### [Short problem]
All of the entries need to be written out again, exactly as they are.

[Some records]

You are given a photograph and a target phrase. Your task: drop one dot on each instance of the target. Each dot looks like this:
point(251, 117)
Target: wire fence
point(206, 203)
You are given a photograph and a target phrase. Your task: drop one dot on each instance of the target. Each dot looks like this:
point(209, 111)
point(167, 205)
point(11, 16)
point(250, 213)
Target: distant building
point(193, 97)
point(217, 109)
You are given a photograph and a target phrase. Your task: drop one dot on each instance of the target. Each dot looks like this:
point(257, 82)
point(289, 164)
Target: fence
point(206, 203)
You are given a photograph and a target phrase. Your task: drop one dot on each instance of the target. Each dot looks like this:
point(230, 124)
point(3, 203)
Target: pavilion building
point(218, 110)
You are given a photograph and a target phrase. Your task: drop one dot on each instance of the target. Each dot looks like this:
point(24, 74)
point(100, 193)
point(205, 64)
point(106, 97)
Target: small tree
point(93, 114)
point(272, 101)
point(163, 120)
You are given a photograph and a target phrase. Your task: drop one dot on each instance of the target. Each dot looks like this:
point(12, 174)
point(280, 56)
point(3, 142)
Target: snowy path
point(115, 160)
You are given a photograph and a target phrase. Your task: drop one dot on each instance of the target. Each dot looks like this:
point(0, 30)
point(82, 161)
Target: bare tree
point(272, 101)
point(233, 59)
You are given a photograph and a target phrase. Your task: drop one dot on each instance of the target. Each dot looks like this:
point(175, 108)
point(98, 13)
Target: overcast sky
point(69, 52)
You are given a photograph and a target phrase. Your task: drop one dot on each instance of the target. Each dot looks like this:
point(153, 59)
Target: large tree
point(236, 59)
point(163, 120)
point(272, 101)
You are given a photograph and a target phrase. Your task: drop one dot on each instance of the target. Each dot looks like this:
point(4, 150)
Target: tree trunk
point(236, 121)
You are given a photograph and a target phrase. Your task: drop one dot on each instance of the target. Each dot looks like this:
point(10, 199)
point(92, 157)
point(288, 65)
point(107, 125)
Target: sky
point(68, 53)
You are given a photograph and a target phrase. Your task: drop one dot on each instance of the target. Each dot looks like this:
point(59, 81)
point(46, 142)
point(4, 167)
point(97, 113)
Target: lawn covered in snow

### [Task output]
You are given a photograph and a target phrase. Your task: drop one dot on each instance of the target. Each dot looks like this:
point(251, 117)
Target: wire fence
point(206, 203)
You are given a photograph and a target phrase. Your task: drop one dot on each instance of the target. Each dot looks like this:
point(209, 111)
point(167, 205)
point(11, 16)
point(250, 213)
Target: distant building
point(193, 97)
point(217, 109)
You are given a photograph and a target phrase. Your task: drop one dot on each instance of the target. Each dot looks like this:
point(257, 82)
point(289, 164)
Target: fence
point(206, 203)
You are given a photograph and a target phrase. Your task: drop one dot on each instance of the target. Each dot looks like this:
point(230, 124)
point(3, 203)
Target: pavilion building
point(218, 110)
You are given a photograph and a target phrase. Your task: drop one dot on each instance of the target. Each dot looks like this:
point(24, 74)
point(100, 193)
point(205, 64)
point(106, 97)
Target: small tree
point(93, 114)
point(272, 101)
point(163, 120)
You are given a photograph and a target phrase. Your task: drop one dot on each instance of the target. Each dot looks like this:
point(12, 174)
point(280, 56)
point(3, 142)
Target: snowy path
point(115, 160)
You are given a photograph and a target phrase. Your task: drop one dot on each instance of the target. Each dot looks like this:
point(0, 30)
point(82, 161)
Target: bare tree
point(272, 101)
point(233, 59)
You are given a photograph and a target phrase. Your task: drop one dot on each instance of the target. Each dot looks like this:
point(175, 108)
point(98, 13)
Target: overcast sky
point(69, 52)
You are given a photograph and a target phrase. Your task: drop one dot on each instance of the target. Each dot looks like this:
point(153, 59)
Target: large tree
point(236, 59)
point(163, 120)
point(272, 101)
You are given a photograph and a target phrase. Your task: drop one dot on each instance of the target. Each dot looks like this:
point(4, 150)
Target: tree trunk
point(236, 121)
You are given a photograph and a target phrase. Your task: drop one dot on each instance of the target. Each dot looks like this:
point(10, 199)
point(92, 157)
point(288, 65)
point(107, 125)
Target: sky
point(68, 53)
You are given a photograph and a target phrase. Your task: drop one dot on each instance of the target. Each dot looks like this:
point(59, 81)
point(46, 142)
point(4, 167)
point(97, 113)
Target: lawn covered in snow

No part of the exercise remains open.